**SET PROBLEM:**
Output the lines of the listing as a numbered list, from its start through the line containing "[254,37,411,250]". Skip blank lines and leave out the picture.

Photo labels with bounding boxes
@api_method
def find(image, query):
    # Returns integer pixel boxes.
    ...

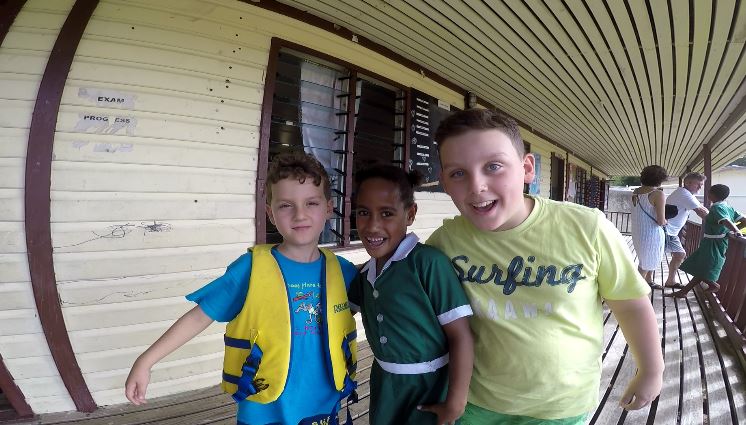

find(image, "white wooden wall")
[0,0,463,413]
[0,0,75,413]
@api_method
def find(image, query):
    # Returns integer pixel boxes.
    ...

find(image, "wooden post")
[702,143,712,208]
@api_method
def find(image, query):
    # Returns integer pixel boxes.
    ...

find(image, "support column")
[702,143,712,208]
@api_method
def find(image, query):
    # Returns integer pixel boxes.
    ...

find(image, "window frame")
[254,37,411,250]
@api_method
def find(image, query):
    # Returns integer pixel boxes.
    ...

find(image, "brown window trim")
[254,37,411,251]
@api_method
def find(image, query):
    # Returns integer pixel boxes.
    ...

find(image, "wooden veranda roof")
[270,0,746,175]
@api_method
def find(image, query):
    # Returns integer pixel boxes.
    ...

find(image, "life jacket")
[221,245,357,404]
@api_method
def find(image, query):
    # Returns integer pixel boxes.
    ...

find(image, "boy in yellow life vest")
[125,153,357,425]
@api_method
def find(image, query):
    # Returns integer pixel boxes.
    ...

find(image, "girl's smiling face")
[356,177,417,269]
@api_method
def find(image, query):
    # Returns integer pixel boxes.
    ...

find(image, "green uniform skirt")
[679,237,728,282]
[370,360,448,425]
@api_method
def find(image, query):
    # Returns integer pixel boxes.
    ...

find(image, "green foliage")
[609,176,640,186]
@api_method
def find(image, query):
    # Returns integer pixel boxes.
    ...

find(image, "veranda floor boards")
[17,236,746,425]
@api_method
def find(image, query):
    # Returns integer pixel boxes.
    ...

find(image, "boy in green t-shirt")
[428,109,663,425]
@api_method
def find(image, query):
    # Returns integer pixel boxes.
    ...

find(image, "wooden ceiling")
[280,0,746,175]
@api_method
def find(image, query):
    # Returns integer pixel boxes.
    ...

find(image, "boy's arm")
[720,218,743,237]
[124,306,213,405]
[694,205,710,220]
[417,317,474,424]
[606,296,664,410]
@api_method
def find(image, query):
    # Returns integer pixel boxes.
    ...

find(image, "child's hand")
[124,361,150,406]
[619,370,663,410]
[417,400,466,425]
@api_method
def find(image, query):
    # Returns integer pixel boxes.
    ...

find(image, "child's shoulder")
[407,242,450,263]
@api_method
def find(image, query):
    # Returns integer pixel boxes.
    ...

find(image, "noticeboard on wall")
[409,89,457,192]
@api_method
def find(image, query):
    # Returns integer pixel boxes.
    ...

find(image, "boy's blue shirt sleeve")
[186,253,357,322]
[337,255,357,291]
[186,252,251,322]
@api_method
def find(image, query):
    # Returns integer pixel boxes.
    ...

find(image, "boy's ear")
[523,153,536,183]
[407,202,417,226]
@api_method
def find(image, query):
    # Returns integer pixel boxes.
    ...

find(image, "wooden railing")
[684,221,746,370]
[606,211,631,235]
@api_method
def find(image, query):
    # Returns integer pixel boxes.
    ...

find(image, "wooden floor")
[11,238,746,425]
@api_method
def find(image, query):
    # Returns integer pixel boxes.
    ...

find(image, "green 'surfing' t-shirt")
[427,197,650,419]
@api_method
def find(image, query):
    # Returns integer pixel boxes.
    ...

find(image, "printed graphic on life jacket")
[288,282,324,337]
[295,302,321,325]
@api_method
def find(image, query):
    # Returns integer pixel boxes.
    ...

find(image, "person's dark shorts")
[666,234,685,254]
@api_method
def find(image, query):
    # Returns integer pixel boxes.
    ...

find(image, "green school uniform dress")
[349,233,472,425]
[679,201,743,282]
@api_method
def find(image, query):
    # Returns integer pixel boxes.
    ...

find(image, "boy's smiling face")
[356,178,417,271]
[440,130,534,231]
[267,177,332,249]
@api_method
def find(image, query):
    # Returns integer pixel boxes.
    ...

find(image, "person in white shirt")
[665,173,708,288]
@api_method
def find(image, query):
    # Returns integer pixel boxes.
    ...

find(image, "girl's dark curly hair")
[355,164,423,208]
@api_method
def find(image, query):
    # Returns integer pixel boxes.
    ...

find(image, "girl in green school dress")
[666,184,746,298]
[349,165,474,425]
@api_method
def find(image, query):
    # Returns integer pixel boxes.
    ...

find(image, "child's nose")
[469,175,487,193]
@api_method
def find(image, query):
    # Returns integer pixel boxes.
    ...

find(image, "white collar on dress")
[360,232,420,286]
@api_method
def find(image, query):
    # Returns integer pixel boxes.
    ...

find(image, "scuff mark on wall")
[54,220,172,249]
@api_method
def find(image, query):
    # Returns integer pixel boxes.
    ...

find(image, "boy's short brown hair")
[435,109,526,158]
[684,172,707,182]
[267,152,332,204]
[640,165,668,187]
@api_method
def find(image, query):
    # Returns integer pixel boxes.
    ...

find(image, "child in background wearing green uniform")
[666,184,746,298]
[349,165,473,425]
[427,109,663,425]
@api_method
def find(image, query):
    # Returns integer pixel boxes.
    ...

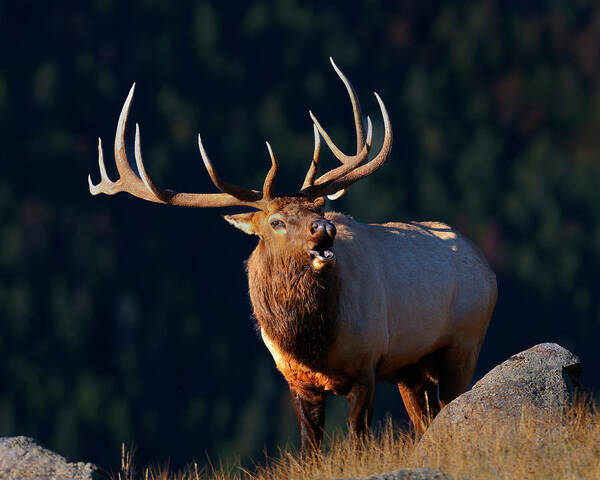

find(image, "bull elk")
[88,60,497,450]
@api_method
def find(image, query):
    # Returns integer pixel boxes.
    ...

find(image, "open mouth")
[308,242,335,270]
[308,249,335,262]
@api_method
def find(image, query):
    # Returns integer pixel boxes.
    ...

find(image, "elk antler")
[88,83,278,209]
[301,57,392,200]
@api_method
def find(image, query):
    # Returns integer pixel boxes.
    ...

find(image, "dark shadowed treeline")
[0,0,600,472]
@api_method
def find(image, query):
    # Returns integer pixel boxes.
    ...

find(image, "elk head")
[88,58,392,271]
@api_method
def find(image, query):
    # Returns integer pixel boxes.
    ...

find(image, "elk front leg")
[346,380,375,436]
[290,387,327,452]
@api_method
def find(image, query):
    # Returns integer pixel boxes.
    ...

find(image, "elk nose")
[310,218,336,239]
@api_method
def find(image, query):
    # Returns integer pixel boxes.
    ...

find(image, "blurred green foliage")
[0,0,600,472]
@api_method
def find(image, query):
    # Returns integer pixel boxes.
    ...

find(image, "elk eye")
[271,220,284,230]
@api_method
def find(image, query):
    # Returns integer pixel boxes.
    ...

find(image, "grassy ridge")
[114,401,600,480]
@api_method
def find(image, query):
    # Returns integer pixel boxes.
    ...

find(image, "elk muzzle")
[308,218,336,271]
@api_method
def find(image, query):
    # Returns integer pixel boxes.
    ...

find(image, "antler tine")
[301,123,321,190]
[318,92,393,198]
[308,57,365,163]
[88,83,167,203]
[88,83,262,209]
[329,57,365,153]
[327,116,373,200]
[263,142,279,201]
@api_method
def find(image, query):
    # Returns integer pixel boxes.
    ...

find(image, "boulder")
[0,437,106,480]
[344,468,452,480]
[421,343,582,443]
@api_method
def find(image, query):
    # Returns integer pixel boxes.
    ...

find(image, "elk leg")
[398,354,442,434]
[346,380,375,436]
[440,347,479,405]
[290,388,327,452]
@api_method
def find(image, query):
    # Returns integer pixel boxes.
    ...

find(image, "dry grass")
[115,401,600,480]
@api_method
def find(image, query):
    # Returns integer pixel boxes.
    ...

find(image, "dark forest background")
[0,0,600,467]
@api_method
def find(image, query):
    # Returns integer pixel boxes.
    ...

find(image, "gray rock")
[345,468,452,480]
[421,343,582,442]
[0,437,105,480]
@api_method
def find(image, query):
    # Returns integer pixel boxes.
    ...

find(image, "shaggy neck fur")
[248,241,338,367]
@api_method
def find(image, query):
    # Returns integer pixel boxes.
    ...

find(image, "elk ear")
[223,212,258,235]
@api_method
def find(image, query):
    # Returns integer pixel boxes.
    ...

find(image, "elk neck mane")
[247,240,339,368]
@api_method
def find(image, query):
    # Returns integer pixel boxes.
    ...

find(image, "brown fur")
[248,246,338,368]
[225,197,496,446]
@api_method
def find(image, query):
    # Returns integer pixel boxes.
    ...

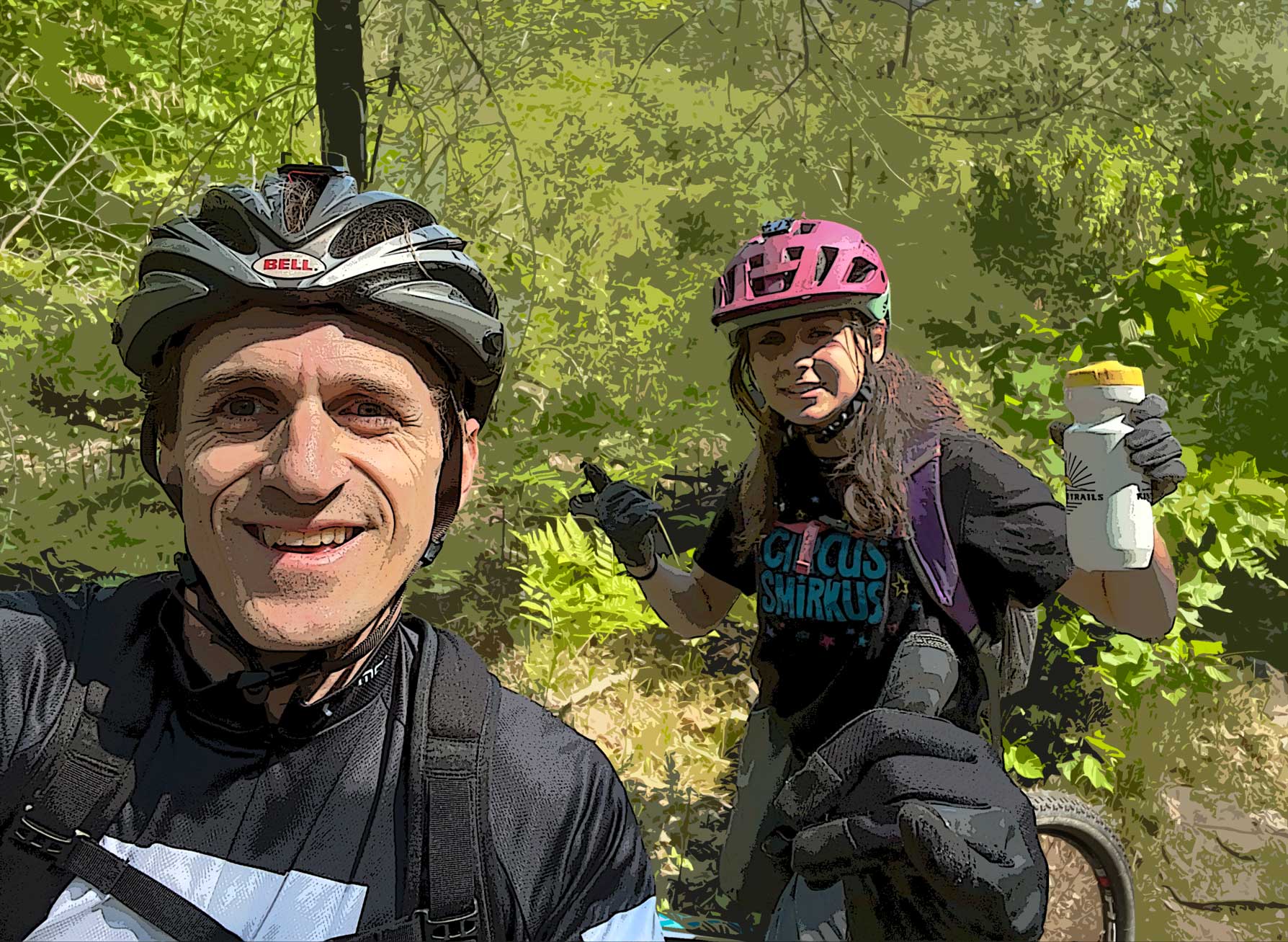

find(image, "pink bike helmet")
[711,219,890,342]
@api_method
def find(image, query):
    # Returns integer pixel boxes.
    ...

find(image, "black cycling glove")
[1047,393,1186,504]
[568,461,662,566]
[764,708,1047,939]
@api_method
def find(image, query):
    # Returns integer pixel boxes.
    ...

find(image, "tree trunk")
[313,0,367,185]
[903,0,913,68]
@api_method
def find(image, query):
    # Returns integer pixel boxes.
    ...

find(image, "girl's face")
[747,312,886,425]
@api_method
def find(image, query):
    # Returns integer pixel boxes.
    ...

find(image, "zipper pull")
[793,520,823,576]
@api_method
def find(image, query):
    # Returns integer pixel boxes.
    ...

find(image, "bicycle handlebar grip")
[877,631,960,716]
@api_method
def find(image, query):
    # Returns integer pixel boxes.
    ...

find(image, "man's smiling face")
[158,309,477,651]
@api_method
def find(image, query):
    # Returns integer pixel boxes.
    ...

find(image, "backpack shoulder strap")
[904,432,980,641]
[412,629,501,939]
[0,577,237,942]
[903,432,1002,754]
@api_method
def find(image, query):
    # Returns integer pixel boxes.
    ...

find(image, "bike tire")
[1028,790,1136,942]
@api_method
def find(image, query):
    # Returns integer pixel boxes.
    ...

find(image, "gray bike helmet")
[112,164,505,564]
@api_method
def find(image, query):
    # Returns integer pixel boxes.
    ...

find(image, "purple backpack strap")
[904,432,979,634]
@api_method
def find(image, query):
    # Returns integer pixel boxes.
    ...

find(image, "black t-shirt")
[694,430,1073,751]
[0,577,661,942]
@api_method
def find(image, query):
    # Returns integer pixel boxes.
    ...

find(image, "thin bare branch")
[0,105,125,252]
[429,0,537,370]
[625,0,711,94]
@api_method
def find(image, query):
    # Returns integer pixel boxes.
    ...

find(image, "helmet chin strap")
[784,370,873,445]
[140,410,464,703]
[171,553,407,703]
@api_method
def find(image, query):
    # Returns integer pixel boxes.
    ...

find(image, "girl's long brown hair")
[729,326,967,556]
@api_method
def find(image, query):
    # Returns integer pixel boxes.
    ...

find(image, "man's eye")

**WORKED SOLUTION:**
1. @api_method
2. def find(image, query):
3.     # Returns integer pixel boxes.
4.     ...
5. find(image, "white wooden wall")
6. [0,0,463,413]
7. [0,0,75,413]
8. @api_method
9. def find(image, query):
10.     # Returns integer pixel boxes.
11.     ...
12. find(image, "wooden post")
13. [702,143,712,208]
14. @api_method
15. def find(image, query):
16.     # Returns integer pixel boxes.
17.     ...
18. find(image, "support column")
19. [702,143,712,208]
20. @api_method
21. def find(image, query):
22.     # Returns integer pixel boxes.
23.     ...
24. find(image, "window frame")
25. [254,37,411,250]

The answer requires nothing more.